====== SOURCE DATA

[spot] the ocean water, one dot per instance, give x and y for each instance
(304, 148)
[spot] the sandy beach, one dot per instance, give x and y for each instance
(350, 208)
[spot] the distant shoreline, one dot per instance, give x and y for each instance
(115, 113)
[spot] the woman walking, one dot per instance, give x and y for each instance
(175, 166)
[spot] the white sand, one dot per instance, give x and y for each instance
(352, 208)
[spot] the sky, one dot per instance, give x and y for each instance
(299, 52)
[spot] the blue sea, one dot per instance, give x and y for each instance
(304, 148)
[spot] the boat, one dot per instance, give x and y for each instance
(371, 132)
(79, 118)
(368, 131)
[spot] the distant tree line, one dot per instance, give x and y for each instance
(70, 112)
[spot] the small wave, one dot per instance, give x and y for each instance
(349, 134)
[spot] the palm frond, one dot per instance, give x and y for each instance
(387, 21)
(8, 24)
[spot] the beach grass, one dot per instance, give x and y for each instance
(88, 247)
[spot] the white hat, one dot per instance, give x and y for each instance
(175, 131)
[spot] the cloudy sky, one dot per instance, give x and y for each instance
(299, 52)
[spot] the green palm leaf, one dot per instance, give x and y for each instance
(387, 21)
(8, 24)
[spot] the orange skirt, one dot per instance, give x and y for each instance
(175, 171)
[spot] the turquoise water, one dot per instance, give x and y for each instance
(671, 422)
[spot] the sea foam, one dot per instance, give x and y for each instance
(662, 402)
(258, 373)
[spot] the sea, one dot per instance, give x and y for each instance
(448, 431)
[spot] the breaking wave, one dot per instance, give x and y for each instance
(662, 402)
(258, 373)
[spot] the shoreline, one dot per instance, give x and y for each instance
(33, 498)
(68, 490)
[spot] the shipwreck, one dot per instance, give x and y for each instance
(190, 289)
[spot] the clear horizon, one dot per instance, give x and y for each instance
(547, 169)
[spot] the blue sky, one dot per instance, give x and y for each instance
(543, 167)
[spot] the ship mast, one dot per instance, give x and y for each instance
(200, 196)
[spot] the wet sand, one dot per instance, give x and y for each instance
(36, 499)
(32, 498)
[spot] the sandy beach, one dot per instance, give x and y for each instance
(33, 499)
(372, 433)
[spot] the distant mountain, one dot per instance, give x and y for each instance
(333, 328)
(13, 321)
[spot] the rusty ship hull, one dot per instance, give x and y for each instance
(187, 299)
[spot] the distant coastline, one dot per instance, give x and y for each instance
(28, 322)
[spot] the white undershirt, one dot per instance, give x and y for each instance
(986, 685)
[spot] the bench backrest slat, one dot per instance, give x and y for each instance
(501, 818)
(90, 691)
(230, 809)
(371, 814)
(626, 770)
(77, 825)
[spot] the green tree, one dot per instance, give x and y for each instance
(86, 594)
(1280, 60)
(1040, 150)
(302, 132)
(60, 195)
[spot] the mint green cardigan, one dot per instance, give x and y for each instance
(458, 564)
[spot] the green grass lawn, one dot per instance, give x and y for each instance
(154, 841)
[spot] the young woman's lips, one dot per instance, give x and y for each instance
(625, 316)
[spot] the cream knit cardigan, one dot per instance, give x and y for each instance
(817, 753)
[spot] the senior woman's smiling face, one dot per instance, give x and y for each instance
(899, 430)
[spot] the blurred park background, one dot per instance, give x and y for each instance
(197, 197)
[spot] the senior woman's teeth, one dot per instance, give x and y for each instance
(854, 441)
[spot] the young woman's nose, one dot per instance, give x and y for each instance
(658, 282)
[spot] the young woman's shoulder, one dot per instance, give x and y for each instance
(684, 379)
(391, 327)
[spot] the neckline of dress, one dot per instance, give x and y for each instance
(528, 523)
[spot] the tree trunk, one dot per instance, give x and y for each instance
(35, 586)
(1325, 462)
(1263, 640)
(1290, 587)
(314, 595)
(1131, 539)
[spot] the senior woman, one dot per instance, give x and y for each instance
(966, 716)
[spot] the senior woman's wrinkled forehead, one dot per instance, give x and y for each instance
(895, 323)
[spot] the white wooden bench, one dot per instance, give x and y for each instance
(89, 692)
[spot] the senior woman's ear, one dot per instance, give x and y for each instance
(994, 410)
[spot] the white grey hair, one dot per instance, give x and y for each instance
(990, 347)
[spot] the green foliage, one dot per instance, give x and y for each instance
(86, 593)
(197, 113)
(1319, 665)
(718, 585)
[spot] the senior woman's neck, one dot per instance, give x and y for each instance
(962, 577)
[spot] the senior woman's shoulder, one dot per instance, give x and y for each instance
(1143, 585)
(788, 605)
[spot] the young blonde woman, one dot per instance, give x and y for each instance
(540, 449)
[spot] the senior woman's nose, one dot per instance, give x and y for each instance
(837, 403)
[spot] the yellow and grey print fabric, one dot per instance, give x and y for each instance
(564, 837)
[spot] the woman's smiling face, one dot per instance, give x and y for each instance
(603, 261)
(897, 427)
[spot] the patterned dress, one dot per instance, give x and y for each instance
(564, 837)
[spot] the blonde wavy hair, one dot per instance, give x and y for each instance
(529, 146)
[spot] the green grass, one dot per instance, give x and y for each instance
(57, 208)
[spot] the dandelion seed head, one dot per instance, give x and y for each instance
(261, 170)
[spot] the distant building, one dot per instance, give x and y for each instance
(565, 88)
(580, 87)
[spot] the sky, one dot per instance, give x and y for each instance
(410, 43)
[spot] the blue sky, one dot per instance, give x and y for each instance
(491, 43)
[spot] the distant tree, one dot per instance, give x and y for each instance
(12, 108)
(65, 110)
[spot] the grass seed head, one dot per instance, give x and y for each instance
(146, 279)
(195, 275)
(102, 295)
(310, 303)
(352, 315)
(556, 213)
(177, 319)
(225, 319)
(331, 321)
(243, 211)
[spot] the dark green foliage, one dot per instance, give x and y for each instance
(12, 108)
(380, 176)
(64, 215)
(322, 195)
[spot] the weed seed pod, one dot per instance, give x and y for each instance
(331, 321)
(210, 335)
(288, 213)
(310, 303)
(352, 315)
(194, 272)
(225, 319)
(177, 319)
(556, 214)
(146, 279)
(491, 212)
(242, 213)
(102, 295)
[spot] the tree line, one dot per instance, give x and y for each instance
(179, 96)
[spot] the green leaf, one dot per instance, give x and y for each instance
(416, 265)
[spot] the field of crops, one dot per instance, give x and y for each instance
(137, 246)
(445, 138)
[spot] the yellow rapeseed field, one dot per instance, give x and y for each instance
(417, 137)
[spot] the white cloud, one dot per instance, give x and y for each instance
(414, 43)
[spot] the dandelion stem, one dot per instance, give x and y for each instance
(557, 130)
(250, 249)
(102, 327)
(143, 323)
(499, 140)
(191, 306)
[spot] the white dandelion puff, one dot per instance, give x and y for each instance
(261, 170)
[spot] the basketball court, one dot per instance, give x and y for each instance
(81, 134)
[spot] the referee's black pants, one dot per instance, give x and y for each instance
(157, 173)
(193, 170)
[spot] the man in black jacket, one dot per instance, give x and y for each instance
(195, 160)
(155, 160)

============

WRITTEN PROBLEM:
Rewrite all of the material above with every "dot" changed to "marker", keeping everything else the same.

PROBLEM SOLUTION:
[spot] the ocean water, one marker per instance, give x and y for each instance
(304, 148)
[spot] the sandy beach, one marker per instance, give x and y for each instance
(350, 208)
[spot] the distant shoreline, one marker per instance, give x and y for each instance
(115, 113)
[spot] the woman walking, one marker per instance, give x and y for each instance
(175, 166)
[spot] the white sand, one marker per instance, give x and y for each instance
(352, 208)
[spot] the sky, one marker per instance, give x and y for each instance
(299, 52)
[spot] the blue sea, one marker per instance, give x and y for each instance
(304, 148)
[spot] the boat, one marker per instance, give x and y for each instance
(371, 132)
(79, 118)
(368, 131)
[spot] the distant tree line, one marker per instance, give x and y for each instance
(70, 112)
[spot] the small wave, one marker per instance, give x and y for each instance
(349, 134)
[spot] the palm frond, one marker per instance, give x and y for each instance
(387, 21)
(8, 24)
[spot] the beach grass, one marker per instance, give x and y for each instance
(88, 247)
[spot] the white hat, one marker per instance, give x and y for each instance
(175, 131)
[spot] the cloudy sky, one marker per instance, give x and y for each instance
(299, 52)
[spot] the green palm leaf, one marker per instance, give x and y for each instance
(387, 21)
(8, 24)
[spot] the orange skirt, one marker per instance, give x and y for each instance
(175, 171)
[spot] the turquoise water, one marker per instance, give x and y for each instance
(671, 422)
[spot] the sea foam, one marker per instance, give x and y for each instance
(662, 402)
(258, 373)
[spot] the sea, one marker per instance, give x and y for each instance
(448, 431)
[spot] the breaking wave, one marker per instance, give x and y for each instance
(662, 402)
(258, 373)
[spot] the shoreline, one marker per instance, give x and y for each instance
(33, 498)
(68, 490)
[spot] the shipwreck, one marker per instance, give x and y for each instance
(190, 289)
[spot] the clear horizon, one marker per instance, give x and y for each instance
(547, 169)
[spot] the blue sky, one marker per instance, give x and y for each instance
(543, 167)
[spot] the ship mast, one marker per instance, give x and y for each instance
(200, 196)
[spot] the wet sand, one marker per instance, give x and y for each instance
(36, 499)
(32, 498)
[spot] the sandy beach, one marker per instance, give x and y for each instance
(33, 499)
(372, 433)
[spot] the distant mountain, one marker per instance, give x and y for each instance
(333, 328)
(13, 321)
[spot] the rusty ship hull, one marker per instance, give x and y for each instance
(187, 299)
[spot] the distant coastline, one marker per instance, give x and y for each instance
(28, 322)
[spot] the white undershirt, one marker per instance, give x and y for each instance
(986, 685)
[spot] the bench backrest slat, one marker per instance, give x and y for each instance
(501, 818)
(90, 691)
(230, 809)
(371, 814)
(626, 770)
(77, 825)
[spot] the green tree, one marker per instance, give x and y for each instance
(86, 594)
(1280, 60)
(1040, 150)
(302, 132)
(60, 195)
[spot] the mint green cardigan, one marker per instance, give x and y for each instance
(458, 564)
[spot] the green grass lawn, one marker per instance, give x and y for each instance
(154, 841)
[spot] the young woman's lips, one marker per instance, give x and y for each instance
(625, 316)
[spot] the cream knit cardigan, one marker per instance, give x and y for each instance
(817, 753)
[spot] the senior woman's smiling face, one marker per instance, give x and y for each instance
(899, 430)
[spot] the blurred park background, one marker per instance, give x and y for each instance
(197, 197)
[spot] the senior woman's teeth, one marker per instance, give x and y for each instance
(854, 441)
[spot] the young woman's nose, one marker per instance, give x and y for each instance
(658, 282)
[spot] the young woman's shoulder, one marker per instance, give x and y for each instance
(684, 379)
(391, 327)
[spot] the neckline of dress, one marker per instance, give x and y for each instance
(528, 523)
[spot] the tree trunk, one marker per instance, give x and y for each instance
(35, 586)
(1325, 462)
(1263, 640)
(1290, 587)
(314, 595)
(1131, 539)
[spot] the senior woman, one marker per instance, give x and y for each instance
(966, 716)
[spot] the senior woman's wrinkled forehead, one marker per instance, give x and y for each instance
(895, 323)
[spot] the white wooden bench, one marker per instance, give x and y for each instance
(89, 692)
[spot] the senior woman's ear, one marker per instance, give x and y for each instance
(994, 410)
[spot] the white grey hair, one marker per instance, give x and y for each instance
(990, 347)
[spot] the green foliage, one marker per instance, give x and y for each instance
(86, 593)
(197, 113)
(1319, 665)
(718, 585)
[spot] the senior woman's neck, one marker per instance, give x and y for each instance
(962, 577)
[spot] the senior woman's shoulder, one marker per instance, give x and y for each instance
(1143, 585)
(788, 605)
[spot] the young blonde woman, one marker per instance, give x and y for each instance
(540, 449)
[spot] the senior woman's nose, one marker per instance, give x and y for each instance
(837, 403)
[spot] the yellow and grey print fabric, one marker per instance, give x and y for each instance
(564, 837)
[spot] the woman's smiling face, one marker per instance, give x and y for each instance
(603, 261)
(897, 427)
[spot] the patterned dress, one marker per instance, give x and y for each instance
(564, 837)
[spot] the blonde wavy hair, one marker per instance, give x and y for each instance
(529, 146)
[spot] the green grass, one marker per instance, give x and y for each instance
(57, 208)
[spot] the dandelion seed head, one marker per instance, give x and y for each instance
(261, 170)
[spot] the distant building, one marker per instance, give x and y for each instance
(565, 88)
(580, 87)
[spot] the sky, one marker per instance, give x and y for each instance
(410, 43)
[spot] the blue sky, one marker per instance, give x and y for each instance
(491, 43)
[spot] the distant tree, one marker per instance, give x and y for each instance
(12, 108)
(65, 110)
[spot] the grass seed head, one marker per instance, give x and y for each instance
(146, 279)
(195, 275)
(102, 295)
(310, 303)
(352, 315)
(556, 213)
(177, 319)
(225, 319)
(331, 321)
(243, 211)
[spot] the dark green foliage, one marker per instance, give x and y for each instance
(12, 108)
(380, 176)
(64, 215)
(322, 195)
[spot] the weed seed pod, one marker per instance, give x and y for each instance
(331, 321)
(210, 335)
(288, 213)
(310, 303)
(352, 315)
(194, 272)
(225, 319)
(177, 319)
(556, 214)
(146, 279)
(491, 212)
(242, 213)
(102, 295)
[spot] the tree line, one marker per instance, give x and y for each instance
(179, 96)
[spot] the green leaf, one marker per instance, give x and y for each instance
(416, 265)
[spot] the field of crops, one marker per instance, give x and y for each instance
(137, 246)
(445, 138)
[spot] the yellow rapeseed field, one marker per instance, give x and y for each instance
(417, 137)
[spot] the white cloud, one marker per instance, give x and y for each instance
(414, 43)
[spot] the dandelion stem, one marker per instance, give x and y for each instance
(557, 130)
(250, 249)
(102, 327)
(143, 323)
(499, 140)
(191, 306)
[spot] the white dandelion puff, one marker per instance, give x and y for each instance
(261, 170)
[spot] the basketball court, one marker per instance, give x and y for each instance
(81, 134)
[spot] the referee's black pants, one marker per instance, give x and y for each instance
(157, 173)
(193, 170)
[spot] the man in black jacket, one marker per instance, give x and y for each instance
(195, 160)
(155, 160)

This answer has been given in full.